Work task:
All of the data that follows should be retyped exactly as it appears.

Records to process:

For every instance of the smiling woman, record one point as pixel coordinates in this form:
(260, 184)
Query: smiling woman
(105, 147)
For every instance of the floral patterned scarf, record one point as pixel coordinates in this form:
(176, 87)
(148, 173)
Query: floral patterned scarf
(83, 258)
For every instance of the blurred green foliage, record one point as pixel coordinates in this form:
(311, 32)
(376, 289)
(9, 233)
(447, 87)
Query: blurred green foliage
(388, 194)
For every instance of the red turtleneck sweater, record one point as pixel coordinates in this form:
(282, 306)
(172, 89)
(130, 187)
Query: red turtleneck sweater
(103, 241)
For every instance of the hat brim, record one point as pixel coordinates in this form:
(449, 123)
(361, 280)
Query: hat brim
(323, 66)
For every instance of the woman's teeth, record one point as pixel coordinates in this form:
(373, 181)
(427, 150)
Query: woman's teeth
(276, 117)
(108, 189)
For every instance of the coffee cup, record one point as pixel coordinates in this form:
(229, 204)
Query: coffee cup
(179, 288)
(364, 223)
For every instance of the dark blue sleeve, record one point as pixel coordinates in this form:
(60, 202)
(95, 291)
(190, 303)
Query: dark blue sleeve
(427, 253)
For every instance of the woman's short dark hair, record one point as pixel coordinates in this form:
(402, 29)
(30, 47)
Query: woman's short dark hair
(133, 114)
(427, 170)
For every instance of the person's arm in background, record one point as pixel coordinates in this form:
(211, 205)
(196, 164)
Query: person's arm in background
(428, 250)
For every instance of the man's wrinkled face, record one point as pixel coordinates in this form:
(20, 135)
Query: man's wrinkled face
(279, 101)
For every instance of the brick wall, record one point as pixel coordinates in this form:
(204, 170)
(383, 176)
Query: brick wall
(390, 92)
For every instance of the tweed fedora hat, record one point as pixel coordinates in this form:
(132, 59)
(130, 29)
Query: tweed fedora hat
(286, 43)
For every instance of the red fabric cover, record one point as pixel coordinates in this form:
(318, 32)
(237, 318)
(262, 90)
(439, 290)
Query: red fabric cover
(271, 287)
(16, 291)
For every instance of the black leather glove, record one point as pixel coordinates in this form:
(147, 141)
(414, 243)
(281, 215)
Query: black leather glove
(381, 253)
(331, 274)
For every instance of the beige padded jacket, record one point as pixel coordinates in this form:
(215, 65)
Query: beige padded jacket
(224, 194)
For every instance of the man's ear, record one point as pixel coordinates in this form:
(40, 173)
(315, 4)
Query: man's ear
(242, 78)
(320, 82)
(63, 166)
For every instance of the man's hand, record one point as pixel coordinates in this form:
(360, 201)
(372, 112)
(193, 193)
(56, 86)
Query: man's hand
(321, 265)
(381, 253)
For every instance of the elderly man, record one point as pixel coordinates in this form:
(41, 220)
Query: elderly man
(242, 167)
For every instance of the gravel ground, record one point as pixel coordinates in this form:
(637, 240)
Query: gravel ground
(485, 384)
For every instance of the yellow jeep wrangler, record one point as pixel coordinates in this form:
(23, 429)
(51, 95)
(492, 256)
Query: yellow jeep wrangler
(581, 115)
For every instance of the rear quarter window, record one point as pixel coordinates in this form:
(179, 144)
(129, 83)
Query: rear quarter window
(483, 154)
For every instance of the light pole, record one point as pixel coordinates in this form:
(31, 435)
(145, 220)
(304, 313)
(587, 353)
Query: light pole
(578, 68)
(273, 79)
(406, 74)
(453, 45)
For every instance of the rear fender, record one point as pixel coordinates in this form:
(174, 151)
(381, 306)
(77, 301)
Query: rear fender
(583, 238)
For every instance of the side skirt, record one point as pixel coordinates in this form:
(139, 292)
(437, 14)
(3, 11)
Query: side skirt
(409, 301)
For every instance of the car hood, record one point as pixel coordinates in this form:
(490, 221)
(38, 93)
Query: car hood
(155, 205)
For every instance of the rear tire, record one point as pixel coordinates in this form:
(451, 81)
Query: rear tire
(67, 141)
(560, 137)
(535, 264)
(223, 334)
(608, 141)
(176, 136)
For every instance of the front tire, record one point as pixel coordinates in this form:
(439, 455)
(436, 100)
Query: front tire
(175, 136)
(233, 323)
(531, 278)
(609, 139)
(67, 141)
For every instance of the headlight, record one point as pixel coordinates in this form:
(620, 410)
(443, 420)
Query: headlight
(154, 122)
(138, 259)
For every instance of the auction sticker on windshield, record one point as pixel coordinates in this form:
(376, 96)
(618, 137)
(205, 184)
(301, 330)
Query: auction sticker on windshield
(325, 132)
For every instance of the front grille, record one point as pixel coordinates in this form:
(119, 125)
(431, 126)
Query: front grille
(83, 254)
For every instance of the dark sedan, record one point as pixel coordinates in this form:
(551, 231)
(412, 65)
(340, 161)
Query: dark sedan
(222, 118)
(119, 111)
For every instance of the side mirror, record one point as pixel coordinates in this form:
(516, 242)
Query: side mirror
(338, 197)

Solution for this exercise:
For every instance of the smiling woman, record one point as pixel coordinates in this form:
(260, 184)
Query: smiling woman
(105, 147)
For every instance of the floral patterned scarf, record one point as pixel coordinates in this form:
(176, 87)
(148, 173)
Query: floral patterned scarf
(83, 258)
For every instance of the blurred green foliage, record one point as pixel coordinates in this form:
(311, 32)
(376, 289)
(9, 233)
(447, 87)
Query: blurred green foliage
(388, 194)
For every instance of the red turtleneck sweater, record one point as pixel coordinates in this form:
(282, 306)
(172, 89)
(130, 187)
Query: red turtleneck sweater
(103, 241)
For every instance of the hat brim, record one point as pixel coordinates in this form:
(449, 123)
(361, 280)
Query: hat brim
(323, 66)
For every instance of the woman's teeth, record one point as pixel coordinates in this form:
(373, 181)
(427, 150)
Query: woman's teeth
(276, 117)
(108, 189)
For every instance of the coffee cup, record one point as pixel coordinates in this form:
(229, 204)
Query: coffee cup
(179, 288)
(364, 223)
For every instance of the dark blue sleeve, record one point as pixel coordinates in this form:
(60, 202)
(95, 291)
(190, 303)
Query: dark blue sleeve
(427, 253)
For every instance of the woman's short dark hair, record one point as pixel coordinates in this form:
(402, 29)
(30, 47)
Query: woman's short dark hair
(133, 114)
(427, 170)
For every instance of the person's arm in background, record one point as pixel coordinates in this form:
(211, 205)
(196, 164)
Query: person's arm in background
(428, 250)
For every instance of the man's wrinkled face, record one point as pixel coordinates in this form:
(20, 135)
Query: man's wrinkled face
(279, 101)
For every instance of the brick wall, record one point as pixel coordinates in this form:
(204, 170)
(383, 176)
Query: brick wall
(390, 92)
For every instance of the tweed fedora hat, record one point as pixel coordinates in this form:
(132, 59)
(130, 29)
Query: tweed fedora hat
(286, 43)
For every instance of the red fabric cover, record one point as pixel coordinates in this form:
(318, 32)
(237, 318)
(262, 90)
(439, 290)
Query: red fabric cover
(271, 287)
(16, 291)
For every instance of the black leather glove, record one point as pixel coordinates in this form:
(147, 141)
(414, 243)
(281, 215)
Query: black leather glove
(381, 253)
(331, 274)
For every instance of the beige padded jacket, record one point as pixel coordinates in this form:
(215, 65)
Query: beige padded jacket
(224, 194)
For every instance of the man's ear, record one point as pixel coordinates in this form:
(40, 173)
(315, 4)
Query: man's ear
(242, 78)
(320, 82)
(63, 166)
For every instance of the man's hand, record one point as pixel coordinates in this form:
(360, 201)
(372, 112)
(193, 193)
(56, 86)
Query: man's hand
(321, 265)
(381, 253)
For every instance of the elderly man, record one point as pixel coordinates in this form:
(41, 220)
Query: elderly man
(242, 167)
For every instance of the gravel ground, record one point as pixel coordinates in this form:
(637, 240)
Query: gravel ground
(485, 384)
For every instance of the yellow jeep wrangler, record one point as pixel coordinates in this form:
(23, 429)
(51, 95)
(492, 256)
Query: yellow jeep wrangler
(581, 115)
For every instance of the rear quarter window, record one point as pixel coordinates in this form:
(179, 144)
(129, 83)
Query: rear quarter window
(483, 154)
For every instance of the light pole, record one point as pixel coordinates in this form:
(31, 435)
(145, 220)
(304, 313)
(587, 353)
Query: light pole
(578, 68)
(273, 79)
(406, 74)
(453, 45)
For every instance of the rear fender, record one point as pixel coordinates in this form:
(174, 151)
(381, 306)
(77, 301)
Query: rear fender
(583, 238)
For every instance of the side skirt, record one point as pixel coordinates in this form:
(139, 292)
(437, 14)
(3, 11)
Query: side skirt
(409, 301)
For every instance of the car hood, record one point as pixel coordinates in this form:
(490, 221)
(38, 93)
Query: car hood
(155, 205)
For every instance of the rear tire, record one point as pixel coordinates in this form:
(451, 81)
Query: rear tire
(67, 141)
(560, 137)
(535, 264)
(223, 334)
(608, 141)
(176, 136)
For every instance of the front tire, record one point as pixel coordinates in this form:
(439, 455)
(436, 100)
Query: front tire
(175, 136)
(233, 323)
(531, 278)
(609, 139)
(67, 141)
For every instance of the headlight, record one point as pixel coordinates in this form:
(620, 410)
(443, 420)
Query: headlight
(154, 122)
(138, 259)
For every instance of the auction sticker on windshield, record one point as pixel coordinates in this form:
(376, 96)
(618, 137)
(205, 184)
(301, 330)
Query: auction sticker on windshield
(325, 132)
For every instance of the front grille, record one point as pixel coordinates in this form:
(119, 125)
(431, 126)
Query: front grille
(83, 254)
For every instance of the dark sedan, record one point as pixel coordinates in this form:
(551, 231)
(412, 65)
(340, 161)
Query: dark sedan
(222, 118)
(119, 111)
For every instance of the side mirror, record one point as pixel coordinates in this form:
(516, 242)
Query: side mirror
(338, 197)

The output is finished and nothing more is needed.